> [TO BE DONE]:
Find "Practice step: put one dot on the pool deck" in the data below; transcribe the line it appears on and each line after it, exactly, to the end, and nothing else.

•••••

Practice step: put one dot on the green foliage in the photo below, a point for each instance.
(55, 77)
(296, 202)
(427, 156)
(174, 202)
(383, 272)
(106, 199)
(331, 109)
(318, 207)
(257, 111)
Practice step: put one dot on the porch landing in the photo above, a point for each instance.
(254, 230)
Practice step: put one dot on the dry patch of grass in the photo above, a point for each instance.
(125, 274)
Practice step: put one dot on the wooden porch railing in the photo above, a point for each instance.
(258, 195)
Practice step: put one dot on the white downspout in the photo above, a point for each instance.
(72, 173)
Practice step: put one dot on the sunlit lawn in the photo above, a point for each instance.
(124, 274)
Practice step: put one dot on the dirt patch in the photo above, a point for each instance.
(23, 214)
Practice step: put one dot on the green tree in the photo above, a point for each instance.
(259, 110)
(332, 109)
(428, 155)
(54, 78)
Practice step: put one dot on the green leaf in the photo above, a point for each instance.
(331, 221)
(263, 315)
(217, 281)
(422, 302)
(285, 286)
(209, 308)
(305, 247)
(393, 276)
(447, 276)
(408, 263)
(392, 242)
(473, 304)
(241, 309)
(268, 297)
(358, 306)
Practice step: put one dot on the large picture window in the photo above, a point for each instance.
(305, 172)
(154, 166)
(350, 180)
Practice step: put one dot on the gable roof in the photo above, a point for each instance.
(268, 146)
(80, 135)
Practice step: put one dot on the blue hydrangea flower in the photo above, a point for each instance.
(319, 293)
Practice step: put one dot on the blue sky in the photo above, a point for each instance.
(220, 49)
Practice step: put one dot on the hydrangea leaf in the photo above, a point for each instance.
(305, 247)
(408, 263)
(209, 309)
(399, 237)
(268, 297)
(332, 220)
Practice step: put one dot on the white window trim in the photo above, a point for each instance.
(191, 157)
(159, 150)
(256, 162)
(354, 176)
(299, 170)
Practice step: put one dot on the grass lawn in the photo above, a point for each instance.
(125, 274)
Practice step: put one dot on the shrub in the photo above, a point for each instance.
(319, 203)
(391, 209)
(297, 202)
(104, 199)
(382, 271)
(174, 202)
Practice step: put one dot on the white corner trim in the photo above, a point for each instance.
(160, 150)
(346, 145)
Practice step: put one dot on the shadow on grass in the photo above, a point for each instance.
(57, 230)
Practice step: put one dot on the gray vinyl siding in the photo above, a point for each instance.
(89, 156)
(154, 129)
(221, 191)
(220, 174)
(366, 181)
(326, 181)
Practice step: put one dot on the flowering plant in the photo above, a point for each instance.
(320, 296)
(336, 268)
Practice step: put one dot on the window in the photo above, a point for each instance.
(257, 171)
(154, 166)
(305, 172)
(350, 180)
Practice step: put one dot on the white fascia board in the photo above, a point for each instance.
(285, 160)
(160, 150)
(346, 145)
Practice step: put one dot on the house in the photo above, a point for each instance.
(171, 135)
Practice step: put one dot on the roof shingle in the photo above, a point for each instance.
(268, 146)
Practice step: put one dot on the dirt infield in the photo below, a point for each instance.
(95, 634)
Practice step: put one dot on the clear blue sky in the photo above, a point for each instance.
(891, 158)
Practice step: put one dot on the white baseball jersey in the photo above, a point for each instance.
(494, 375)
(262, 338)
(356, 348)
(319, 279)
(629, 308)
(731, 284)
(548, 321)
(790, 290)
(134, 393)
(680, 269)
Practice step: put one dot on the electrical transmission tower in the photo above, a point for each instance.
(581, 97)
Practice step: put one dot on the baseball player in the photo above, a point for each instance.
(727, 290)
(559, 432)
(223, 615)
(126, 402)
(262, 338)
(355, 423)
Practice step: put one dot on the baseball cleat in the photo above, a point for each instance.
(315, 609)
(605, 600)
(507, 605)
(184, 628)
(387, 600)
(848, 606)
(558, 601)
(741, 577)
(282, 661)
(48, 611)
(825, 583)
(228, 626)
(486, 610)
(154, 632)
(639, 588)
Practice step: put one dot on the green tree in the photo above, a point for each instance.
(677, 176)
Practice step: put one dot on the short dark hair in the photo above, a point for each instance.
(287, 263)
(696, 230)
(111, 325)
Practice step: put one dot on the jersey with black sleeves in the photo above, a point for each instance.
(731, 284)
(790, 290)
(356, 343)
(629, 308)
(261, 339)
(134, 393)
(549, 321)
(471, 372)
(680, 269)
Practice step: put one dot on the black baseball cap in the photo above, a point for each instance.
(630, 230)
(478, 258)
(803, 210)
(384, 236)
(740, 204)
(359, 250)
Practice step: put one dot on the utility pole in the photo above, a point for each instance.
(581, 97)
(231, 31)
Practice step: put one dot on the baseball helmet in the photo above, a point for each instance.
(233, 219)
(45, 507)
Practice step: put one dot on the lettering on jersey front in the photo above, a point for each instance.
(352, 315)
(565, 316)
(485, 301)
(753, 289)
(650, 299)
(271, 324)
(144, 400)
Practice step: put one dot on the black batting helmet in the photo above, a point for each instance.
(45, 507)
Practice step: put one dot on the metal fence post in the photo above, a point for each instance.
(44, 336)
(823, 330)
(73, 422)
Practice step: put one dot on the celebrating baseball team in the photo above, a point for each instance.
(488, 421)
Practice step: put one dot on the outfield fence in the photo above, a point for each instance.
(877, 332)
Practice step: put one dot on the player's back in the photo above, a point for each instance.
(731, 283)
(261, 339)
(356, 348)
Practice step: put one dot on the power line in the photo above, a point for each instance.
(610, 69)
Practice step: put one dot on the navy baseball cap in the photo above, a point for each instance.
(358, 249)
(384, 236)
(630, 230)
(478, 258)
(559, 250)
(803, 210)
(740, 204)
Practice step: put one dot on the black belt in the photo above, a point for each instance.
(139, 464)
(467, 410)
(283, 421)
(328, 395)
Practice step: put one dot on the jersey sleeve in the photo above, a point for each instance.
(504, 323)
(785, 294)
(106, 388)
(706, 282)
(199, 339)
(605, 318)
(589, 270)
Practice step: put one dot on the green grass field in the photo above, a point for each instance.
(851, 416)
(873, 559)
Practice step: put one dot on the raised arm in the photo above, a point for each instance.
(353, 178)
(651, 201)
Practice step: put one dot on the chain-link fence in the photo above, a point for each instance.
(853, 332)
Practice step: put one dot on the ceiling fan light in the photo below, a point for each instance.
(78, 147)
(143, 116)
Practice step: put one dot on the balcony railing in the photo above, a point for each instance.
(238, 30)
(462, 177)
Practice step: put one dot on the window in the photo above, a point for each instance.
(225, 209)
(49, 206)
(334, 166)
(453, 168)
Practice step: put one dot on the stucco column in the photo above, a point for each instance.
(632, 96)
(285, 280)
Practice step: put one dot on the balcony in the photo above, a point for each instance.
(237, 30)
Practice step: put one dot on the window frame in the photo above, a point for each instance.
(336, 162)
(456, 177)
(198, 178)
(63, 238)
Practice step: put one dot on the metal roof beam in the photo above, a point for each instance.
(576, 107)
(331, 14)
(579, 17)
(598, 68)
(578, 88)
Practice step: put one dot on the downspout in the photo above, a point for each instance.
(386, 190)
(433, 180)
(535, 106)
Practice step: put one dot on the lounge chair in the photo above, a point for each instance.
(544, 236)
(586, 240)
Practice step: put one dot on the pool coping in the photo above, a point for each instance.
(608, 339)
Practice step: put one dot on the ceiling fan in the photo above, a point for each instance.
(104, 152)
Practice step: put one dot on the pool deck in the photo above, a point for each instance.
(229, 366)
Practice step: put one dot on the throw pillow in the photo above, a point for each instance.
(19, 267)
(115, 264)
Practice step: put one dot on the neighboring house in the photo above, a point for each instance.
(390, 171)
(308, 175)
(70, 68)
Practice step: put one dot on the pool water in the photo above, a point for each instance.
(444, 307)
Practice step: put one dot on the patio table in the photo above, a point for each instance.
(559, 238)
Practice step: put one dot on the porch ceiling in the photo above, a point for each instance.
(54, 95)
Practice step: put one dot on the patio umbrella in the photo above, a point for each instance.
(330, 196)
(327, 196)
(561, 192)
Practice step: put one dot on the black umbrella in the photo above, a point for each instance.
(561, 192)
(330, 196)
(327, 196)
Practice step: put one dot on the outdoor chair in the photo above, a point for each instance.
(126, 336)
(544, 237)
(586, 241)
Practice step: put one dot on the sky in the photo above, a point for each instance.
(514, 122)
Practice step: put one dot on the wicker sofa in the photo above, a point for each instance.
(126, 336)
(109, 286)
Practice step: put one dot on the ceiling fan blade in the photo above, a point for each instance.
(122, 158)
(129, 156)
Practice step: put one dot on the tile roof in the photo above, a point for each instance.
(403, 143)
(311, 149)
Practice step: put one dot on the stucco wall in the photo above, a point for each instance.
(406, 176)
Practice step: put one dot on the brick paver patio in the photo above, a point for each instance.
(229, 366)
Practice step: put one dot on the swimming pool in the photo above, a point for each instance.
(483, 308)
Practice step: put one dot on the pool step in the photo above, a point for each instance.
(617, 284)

•••••

> [OUTPUT OF THE TASK]:
Practice step: put one dot on the pool deck in the photo above, a point for each instance.
(229, 366)
Practice step: put one dot on the throw pillow in the photo above, a point for each instance.
(19, 267)
(115, 264)
Practice step: put one dot on the neighboring house in the photo above, a point for each instance.
(390, 171)
(308, 175)
(70, 68)
Practice step: put one dot on the pool water in the photo above, a point for each instance.
(444, 307)
Practice step: put one dot on the patio table in the photo above, a point for each instance.
(559, 238)
Practice step: put one dot on the porch ceiling in the photo above, a point for each instance.
(54, 95)
Practice step: put one dot on the patio umbrella in the photo above, a point for each instance.
(330, 196)
(327, 196)
(561, 192)
Practice step: put one dot on the black umbrella in the photo above, a point for each instance.
(561, 192)
(330, 196)
(327, 196)
Practice step: put one dot on the outdoor chair in the photo above, a point for each instance.
(126, 336)
(544, 237)
(586, 241)
Practice step: put one dot on the sky in the photo above, a point for each instance.
(514, 122)
Practice step: put one dot on the wicker sofa in the photo above, a point for each instance.
(126, 336)
(109, 286)
Practice step: put one dot on the ceiling fan blade in the photo above, a point for each instance.
(122, 158)
(129, 156)
Practice step: put one dot on the tile roof in the photo above, a point for each instance.
(403, 143)
(311, 149)
Practice step: put one dot on the stucco wall in the photo above, a point for each instance.
(406, 176)
Practice step: put one dot on the brick paver patio in the photo above, a point for each instance.
(229, 366)
Practice step: put one dot on the swimming pool in the photo above, a point for each instance.
(483, 308)
Practice step: put one dot on the pool step in the photo above, a point for each instance.
(617, 284)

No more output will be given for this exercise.